WRITTEN INSTRUCTION: Can you convert the rows below into a two-column CSV headed request and answer, giving each row one line with its request text and its answer each in a quoted field and any line breaks turned into spaces?

----------

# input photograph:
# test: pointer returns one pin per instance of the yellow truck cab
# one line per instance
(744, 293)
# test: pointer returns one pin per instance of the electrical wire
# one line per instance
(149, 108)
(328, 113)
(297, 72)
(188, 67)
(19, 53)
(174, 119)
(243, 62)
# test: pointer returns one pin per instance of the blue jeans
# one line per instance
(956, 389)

----------

TASK RESPONSE:
request,answer
"# input photograph: # test: pointer returns one pin per instance of the yellow truck cab # one line per instance","(744, 293)"
"# test: pointer returns one pin per instance of the electrical wire # one line per instance","(149, 108) (328, 113) (297, 72) (188, 67) (19, 53) (174, 119) (243, 62)"
"# test: pointer returns one pin per instance of the blue jeans # one line per instance","(956, 389)"